**What this task involves:**
Give the lines below, from the line with "Target: jacket sleeve" through the line with "column 180, row 239", as a JSON list of strings with one string per line and blank lines omitted.

**Provided material:**
■ ■ ■

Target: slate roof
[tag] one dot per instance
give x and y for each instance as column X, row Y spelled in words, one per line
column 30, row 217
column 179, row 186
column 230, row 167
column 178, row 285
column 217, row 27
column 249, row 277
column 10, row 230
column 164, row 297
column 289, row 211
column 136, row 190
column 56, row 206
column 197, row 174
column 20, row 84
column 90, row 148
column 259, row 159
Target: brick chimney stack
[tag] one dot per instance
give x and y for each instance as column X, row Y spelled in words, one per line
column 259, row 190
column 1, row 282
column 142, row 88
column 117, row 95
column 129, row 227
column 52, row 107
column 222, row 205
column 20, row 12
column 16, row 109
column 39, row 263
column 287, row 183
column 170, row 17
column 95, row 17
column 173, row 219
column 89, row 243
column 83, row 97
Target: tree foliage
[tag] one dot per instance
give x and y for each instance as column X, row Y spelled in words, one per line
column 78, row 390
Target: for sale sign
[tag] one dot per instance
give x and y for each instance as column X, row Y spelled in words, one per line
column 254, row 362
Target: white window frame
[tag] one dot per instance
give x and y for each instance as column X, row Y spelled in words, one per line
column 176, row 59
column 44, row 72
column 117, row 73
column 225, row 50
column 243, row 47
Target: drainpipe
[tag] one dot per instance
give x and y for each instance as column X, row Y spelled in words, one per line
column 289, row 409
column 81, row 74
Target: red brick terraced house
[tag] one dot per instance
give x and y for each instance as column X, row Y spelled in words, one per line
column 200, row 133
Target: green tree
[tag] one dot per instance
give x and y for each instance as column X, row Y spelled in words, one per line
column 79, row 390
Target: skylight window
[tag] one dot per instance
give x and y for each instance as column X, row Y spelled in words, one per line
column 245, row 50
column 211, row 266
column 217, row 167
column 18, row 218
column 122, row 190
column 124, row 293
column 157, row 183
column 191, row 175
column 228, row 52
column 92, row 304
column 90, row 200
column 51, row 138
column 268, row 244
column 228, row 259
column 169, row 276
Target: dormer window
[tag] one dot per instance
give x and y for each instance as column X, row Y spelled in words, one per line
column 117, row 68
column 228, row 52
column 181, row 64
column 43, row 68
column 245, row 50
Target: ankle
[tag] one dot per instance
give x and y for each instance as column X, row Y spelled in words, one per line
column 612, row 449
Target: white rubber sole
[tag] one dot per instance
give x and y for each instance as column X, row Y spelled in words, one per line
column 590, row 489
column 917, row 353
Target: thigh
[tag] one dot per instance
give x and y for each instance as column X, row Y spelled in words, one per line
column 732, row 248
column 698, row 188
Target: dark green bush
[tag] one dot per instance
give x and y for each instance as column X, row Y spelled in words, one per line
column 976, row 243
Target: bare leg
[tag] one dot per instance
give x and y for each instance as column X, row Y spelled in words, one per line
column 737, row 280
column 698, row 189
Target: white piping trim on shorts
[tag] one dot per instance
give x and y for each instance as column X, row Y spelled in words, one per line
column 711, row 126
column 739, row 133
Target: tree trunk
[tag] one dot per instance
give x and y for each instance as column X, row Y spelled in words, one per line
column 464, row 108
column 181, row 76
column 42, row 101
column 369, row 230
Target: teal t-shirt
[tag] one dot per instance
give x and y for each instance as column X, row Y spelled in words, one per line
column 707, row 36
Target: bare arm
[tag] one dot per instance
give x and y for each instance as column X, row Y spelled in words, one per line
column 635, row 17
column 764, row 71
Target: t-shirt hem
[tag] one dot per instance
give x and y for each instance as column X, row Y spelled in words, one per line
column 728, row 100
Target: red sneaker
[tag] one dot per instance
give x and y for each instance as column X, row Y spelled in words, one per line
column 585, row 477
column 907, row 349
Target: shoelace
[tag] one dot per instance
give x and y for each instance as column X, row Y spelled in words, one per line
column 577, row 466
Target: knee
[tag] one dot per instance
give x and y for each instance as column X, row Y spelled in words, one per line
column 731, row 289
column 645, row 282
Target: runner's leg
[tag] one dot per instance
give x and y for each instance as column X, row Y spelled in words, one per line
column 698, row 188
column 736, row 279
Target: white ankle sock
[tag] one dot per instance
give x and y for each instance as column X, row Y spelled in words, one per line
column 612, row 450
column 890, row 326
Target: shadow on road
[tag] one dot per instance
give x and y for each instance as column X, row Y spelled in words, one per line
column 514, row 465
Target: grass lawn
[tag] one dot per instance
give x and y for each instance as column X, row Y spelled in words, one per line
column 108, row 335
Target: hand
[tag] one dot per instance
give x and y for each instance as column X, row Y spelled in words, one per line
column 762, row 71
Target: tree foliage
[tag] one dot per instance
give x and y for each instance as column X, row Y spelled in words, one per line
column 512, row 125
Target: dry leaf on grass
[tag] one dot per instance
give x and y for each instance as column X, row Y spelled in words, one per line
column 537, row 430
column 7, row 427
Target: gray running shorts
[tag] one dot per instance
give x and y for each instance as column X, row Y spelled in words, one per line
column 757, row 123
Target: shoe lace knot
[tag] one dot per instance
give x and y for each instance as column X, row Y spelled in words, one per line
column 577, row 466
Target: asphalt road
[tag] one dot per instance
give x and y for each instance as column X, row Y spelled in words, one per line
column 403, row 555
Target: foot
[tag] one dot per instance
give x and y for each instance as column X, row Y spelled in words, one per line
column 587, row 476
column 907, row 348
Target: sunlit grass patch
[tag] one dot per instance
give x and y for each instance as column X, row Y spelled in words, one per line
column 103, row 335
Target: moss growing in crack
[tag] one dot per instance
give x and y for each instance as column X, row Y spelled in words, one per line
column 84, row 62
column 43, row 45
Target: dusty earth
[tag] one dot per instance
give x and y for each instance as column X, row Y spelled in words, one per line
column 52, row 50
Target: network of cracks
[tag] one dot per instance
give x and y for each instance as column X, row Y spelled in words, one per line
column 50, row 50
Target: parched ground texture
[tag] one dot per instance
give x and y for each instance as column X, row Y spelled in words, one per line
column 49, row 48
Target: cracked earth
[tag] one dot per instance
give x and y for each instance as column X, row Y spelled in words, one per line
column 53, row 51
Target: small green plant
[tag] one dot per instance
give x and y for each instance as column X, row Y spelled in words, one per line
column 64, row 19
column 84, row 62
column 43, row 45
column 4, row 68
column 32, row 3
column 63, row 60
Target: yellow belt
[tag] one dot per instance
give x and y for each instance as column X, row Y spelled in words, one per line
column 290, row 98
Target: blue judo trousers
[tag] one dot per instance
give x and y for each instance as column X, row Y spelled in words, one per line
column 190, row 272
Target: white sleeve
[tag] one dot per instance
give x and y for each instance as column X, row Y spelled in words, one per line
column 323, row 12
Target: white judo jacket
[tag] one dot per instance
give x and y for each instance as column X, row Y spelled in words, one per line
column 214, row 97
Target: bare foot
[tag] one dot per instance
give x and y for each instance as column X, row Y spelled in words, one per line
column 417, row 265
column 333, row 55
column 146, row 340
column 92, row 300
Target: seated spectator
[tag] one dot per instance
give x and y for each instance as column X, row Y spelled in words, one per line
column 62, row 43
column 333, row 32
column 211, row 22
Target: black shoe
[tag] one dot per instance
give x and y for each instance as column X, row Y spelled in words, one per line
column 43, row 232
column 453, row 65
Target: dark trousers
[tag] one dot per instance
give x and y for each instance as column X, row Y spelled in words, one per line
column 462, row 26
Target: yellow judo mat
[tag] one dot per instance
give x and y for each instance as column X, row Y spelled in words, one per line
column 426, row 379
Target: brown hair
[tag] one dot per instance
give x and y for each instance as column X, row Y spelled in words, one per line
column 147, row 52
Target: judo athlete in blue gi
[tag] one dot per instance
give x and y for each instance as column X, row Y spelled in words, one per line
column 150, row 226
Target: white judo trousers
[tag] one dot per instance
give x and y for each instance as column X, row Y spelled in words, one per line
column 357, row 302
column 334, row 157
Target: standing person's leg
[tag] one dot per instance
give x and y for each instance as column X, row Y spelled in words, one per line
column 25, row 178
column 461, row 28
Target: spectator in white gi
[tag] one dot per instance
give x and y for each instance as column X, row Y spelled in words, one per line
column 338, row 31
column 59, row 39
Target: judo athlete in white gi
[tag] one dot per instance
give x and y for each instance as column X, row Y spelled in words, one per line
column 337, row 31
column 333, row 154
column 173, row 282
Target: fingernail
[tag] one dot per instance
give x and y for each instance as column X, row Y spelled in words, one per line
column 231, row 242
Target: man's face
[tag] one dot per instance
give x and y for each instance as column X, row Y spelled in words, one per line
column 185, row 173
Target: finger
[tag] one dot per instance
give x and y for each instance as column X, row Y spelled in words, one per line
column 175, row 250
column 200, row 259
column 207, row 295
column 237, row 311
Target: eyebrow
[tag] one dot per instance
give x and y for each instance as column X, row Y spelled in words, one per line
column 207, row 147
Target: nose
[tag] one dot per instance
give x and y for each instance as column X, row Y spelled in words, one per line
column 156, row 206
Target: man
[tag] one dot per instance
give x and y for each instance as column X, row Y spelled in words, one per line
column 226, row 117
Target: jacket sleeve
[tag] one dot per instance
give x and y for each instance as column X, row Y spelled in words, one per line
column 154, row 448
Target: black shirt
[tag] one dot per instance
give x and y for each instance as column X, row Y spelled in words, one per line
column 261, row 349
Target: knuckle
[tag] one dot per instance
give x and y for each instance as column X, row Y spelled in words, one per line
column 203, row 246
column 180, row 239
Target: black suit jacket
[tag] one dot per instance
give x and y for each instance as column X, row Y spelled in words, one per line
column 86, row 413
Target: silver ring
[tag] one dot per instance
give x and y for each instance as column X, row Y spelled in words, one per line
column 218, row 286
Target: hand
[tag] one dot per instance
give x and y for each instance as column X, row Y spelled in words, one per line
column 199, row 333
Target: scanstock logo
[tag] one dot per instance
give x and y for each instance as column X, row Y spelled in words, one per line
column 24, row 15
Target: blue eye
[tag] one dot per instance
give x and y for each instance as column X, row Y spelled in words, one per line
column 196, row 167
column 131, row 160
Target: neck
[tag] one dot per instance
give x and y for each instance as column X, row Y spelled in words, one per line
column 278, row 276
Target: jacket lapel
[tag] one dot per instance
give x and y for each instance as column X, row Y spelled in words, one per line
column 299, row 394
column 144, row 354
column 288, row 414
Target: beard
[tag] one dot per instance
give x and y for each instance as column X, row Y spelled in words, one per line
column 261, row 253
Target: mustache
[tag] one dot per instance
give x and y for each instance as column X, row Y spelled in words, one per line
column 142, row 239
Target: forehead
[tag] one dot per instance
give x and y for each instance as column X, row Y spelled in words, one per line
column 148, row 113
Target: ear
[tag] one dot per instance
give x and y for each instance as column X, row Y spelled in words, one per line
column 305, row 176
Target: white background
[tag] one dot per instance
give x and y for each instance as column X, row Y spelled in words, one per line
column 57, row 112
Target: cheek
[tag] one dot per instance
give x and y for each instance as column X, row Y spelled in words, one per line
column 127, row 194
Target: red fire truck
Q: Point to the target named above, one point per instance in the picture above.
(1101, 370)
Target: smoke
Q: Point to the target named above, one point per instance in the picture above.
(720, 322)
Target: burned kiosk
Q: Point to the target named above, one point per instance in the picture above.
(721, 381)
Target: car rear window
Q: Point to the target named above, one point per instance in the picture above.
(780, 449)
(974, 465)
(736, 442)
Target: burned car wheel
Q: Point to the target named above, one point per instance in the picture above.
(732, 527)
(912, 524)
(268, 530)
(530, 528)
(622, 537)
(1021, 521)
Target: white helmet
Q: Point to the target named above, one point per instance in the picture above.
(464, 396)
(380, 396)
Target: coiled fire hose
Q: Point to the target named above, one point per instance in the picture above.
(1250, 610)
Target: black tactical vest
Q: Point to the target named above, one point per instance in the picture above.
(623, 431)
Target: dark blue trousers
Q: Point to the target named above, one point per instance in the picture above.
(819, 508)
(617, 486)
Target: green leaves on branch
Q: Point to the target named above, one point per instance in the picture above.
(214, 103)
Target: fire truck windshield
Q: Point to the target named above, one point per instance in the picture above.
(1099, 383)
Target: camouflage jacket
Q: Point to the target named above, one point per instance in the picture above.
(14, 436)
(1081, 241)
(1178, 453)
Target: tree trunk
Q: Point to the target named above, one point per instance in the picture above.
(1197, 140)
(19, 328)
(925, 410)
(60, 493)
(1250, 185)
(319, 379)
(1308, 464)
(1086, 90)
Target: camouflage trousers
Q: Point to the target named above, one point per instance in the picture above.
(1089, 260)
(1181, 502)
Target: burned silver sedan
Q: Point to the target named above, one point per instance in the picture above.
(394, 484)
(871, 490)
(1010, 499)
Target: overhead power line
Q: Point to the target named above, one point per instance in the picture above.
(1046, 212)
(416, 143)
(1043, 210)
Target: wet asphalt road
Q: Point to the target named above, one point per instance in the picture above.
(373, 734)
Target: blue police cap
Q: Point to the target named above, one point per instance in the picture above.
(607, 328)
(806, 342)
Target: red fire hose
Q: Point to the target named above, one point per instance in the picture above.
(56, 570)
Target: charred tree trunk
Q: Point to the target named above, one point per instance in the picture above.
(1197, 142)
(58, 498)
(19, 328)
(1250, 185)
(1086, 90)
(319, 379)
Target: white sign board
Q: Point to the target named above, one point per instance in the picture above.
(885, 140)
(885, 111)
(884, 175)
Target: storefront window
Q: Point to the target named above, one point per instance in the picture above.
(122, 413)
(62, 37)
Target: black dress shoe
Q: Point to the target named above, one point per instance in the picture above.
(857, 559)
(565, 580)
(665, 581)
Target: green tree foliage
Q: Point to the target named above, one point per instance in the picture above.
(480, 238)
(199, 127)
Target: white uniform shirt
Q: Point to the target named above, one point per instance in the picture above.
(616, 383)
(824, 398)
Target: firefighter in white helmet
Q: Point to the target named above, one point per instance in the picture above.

■ ■ ■

**The reply:**
[
  "Target: jacket sleeve",
  "[tag] one dot per instance",
  "give x and y for each instance as column X, row Y spelled in words, one per line",
  "column 154, row 448",
  "Target: black shirt",
  "[tag] one dot per instance",
  "give x and y for each instance as column X, row Y spelled in words, one per line",
  "column 261, row 349",
  "Target: knuckle",
  "[tag] one dot per instance",
  "give x and y for each instance as column X, row Y spelled in words, one per line",
  "column 203, row 246",
  "column 180, row 239"
]